IBK, qui a pleuré abondamment sur les corps sans vie de Ghislaine Dupont et Claude Verlone, mais qui n’a versé aucune chaude larme sur les martyrs de Kolongo, Sobane Da, Boulekssi, Mondoro, etc., qui n’a pas eu non plus un traître mot de compassion pour le chef de file de l’opposition au moment où il le fallait, peut convaincre qui de sa bonne foi en sollicitant le Gondwana ou le Royaume des cieux? Le rapt de Soumaïla Cissé, pour toutes les raisons évoquées et celles qui restent à mûrir, est un véritable gong qui ne finira pas de sonner sur sa conscience.

* [LIGNES FOURNIES]:
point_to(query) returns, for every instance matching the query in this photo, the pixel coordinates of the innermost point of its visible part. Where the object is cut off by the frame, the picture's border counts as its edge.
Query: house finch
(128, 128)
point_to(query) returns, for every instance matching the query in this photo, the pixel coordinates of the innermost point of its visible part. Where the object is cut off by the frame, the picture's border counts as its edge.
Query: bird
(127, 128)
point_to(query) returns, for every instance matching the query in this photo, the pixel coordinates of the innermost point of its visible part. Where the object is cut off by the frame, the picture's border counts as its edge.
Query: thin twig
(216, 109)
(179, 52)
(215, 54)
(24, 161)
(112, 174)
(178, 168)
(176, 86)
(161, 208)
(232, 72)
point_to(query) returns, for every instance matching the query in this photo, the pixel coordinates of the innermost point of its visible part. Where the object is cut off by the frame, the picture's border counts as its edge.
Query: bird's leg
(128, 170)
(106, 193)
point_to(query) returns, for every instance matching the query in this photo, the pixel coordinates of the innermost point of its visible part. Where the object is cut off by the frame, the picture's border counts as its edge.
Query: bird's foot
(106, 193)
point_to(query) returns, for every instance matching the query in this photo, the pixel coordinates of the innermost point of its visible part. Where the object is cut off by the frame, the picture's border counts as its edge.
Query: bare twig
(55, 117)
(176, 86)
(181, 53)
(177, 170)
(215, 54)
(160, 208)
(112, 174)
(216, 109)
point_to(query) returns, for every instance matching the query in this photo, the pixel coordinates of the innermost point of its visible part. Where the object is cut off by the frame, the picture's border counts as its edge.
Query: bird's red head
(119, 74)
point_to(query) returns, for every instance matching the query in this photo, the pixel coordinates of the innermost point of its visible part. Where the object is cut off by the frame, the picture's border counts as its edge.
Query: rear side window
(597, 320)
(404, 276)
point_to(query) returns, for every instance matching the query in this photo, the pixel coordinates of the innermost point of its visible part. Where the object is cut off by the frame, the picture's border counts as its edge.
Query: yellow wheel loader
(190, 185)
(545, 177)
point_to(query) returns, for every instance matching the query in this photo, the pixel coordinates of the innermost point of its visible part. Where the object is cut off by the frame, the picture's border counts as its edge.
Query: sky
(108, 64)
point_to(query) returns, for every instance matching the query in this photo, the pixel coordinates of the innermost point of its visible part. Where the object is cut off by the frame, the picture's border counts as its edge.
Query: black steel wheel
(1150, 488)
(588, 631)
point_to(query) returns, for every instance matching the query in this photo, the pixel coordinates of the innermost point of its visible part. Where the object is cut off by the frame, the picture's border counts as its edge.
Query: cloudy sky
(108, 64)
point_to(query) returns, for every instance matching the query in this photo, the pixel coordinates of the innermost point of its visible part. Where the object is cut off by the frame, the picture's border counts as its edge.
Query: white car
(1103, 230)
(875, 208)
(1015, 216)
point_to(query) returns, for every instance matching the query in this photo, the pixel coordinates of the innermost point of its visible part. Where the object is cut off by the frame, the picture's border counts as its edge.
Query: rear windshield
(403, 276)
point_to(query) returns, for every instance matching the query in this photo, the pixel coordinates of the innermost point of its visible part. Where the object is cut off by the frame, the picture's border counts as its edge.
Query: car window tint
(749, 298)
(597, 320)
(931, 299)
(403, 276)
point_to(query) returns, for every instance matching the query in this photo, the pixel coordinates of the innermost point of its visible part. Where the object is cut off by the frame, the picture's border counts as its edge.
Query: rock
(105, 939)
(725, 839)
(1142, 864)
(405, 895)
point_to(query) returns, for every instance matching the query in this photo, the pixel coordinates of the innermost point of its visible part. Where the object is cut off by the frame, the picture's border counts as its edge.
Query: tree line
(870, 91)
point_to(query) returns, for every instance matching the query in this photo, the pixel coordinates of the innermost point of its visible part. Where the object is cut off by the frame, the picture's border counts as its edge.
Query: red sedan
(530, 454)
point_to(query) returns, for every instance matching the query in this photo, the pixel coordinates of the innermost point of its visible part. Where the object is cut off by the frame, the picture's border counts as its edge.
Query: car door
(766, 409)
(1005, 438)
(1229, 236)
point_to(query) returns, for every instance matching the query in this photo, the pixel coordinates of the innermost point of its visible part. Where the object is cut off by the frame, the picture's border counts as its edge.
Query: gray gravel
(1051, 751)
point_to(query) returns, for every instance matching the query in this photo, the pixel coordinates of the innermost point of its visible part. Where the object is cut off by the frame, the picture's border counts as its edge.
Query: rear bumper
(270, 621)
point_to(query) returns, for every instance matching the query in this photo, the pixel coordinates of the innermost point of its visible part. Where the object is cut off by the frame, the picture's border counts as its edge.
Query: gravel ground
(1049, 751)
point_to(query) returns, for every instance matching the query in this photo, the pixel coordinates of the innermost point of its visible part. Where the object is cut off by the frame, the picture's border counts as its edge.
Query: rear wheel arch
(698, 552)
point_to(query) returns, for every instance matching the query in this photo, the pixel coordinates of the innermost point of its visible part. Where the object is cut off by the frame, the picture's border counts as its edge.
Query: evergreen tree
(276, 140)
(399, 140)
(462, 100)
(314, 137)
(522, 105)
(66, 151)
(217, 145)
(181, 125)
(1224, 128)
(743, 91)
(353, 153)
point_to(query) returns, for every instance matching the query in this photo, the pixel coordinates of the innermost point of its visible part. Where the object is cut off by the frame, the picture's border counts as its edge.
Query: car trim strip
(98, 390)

* [CONSIGNE]:
Recopiez intégralement le texte extrait, s'il vous plaît, sans y modifier quoi que ce soit. Les lignes constituent un matériau à part, indépendant du texte extrait.

* [RÉPONSE ATTENDUE]:
IBK, qui a pleuré abondamment sur les corps sans vie de Ghislaine Dupont et Claude Verlone, mais qui n’a versé aucune chaude larme sur les martyrs de Kolongo, Sobane Da, Boulekssi, Mondoro, etc., qui n’a pas eu non plus un traître mot de compassion pour le chef de file de l’opposition au moment où il le fallait, peut convaincre qui de sa bonne foi en sollicitant le Gondwana ou le Royaume des cieux? Le rapt de Soumaïla Cissé, pour toutes les raisons évoquées et celles qui restent à mûrir, est un véritable gong qui ne finira pas de sonner sur sa conscience.